Problem statement – Quote all lines below exactly. Images stay out.

Data for processing –
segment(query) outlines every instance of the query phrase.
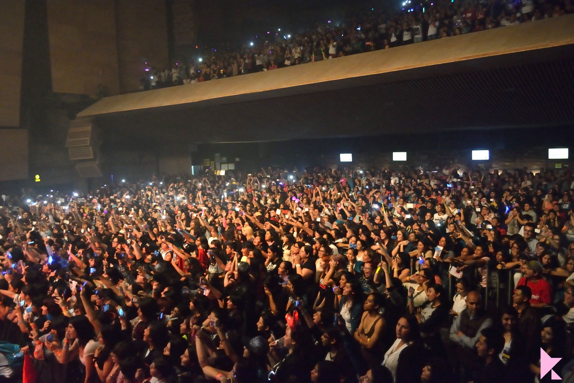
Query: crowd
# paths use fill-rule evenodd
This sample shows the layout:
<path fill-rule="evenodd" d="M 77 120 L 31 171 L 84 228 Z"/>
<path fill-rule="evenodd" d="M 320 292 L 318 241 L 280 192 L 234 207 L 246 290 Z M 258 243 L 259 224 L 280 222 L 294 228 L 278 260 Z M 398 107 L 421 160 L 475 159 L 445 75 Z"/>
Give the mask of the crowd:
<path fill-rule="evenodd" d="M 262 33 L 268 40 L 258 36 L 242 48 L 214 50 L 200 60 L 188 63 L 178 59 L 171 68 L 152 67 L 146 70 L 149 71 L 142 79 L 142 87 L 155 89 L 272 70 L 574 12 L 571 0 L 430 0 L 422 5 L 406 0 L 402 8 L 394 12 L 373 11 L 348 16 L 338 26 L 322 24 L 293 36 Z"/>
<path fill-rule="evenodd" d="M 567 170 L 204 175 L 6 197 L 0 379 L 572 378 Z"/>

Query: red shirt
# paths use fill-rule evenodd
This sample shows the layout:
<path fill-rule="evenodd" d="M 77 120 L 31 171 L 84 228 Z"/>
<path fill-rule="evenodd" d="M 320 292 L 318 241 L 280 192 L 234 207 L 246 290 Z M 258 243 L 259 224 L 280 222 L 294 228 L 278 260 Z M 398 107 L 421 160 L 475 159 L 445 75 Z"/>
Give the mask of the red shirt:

Problem solution –
segment(query) outlines every instance of the query phrase.
Query: crowd
# paths use fill-rule evenodd
This sample shows the layout:
<path fill-rule="evenodd" d="M 77 120 L 31 171 L 84 228 Z"/>
<path fill-rule="evenodd" d="M 320 292 L 318 241 L 280 192 L 234 207 L 246 290 Z M 258 243 L 259 224 L 280 222 L 294 228 L 278 260 Z M 398 107 L 421 160 L 475 159 L 445 75 Z"/>
Give the mask of the crowd:
<path fill-rule="evenodd" d="M 262 33 L 268 40 L 258 36 L 242 48 L 214 50 L 200 60 L 188 63 L 178 59 L 171 68 L 152 67 L 146 70 L 149 71 L 142 79 L 142 87 L 155 89 L 272 70 L 574 12 L 571 0 L 430 0 L 422 5 L 406 0 L 402 8 L 394 12 L 373 11 L 348 16 L 338 26 L 322 24 L 293 36 Z"/>
<path fill-rule="evenodd" d="M 567 170 L 204 175 L 6 197 L 0 379 L 572 378 Z"/>

Query: red shirt
# paths use fill-rule evenodd
This sample shows the layout:
<path fill-rule="evenodd" d="M 77 120 L 31 171 L 84 228 Z"/>
<path fill-rule="evenodd" d="M 320 292 L 318 241 L 280 192 L 234 207 L 246 290 Z M 258 243 L 259 224 L 280 222 L 294 228 L 278 260 Z M 398 107 L 421 160 L 475 159 L 445 75 Z"/>
Give the mask of the red shirt:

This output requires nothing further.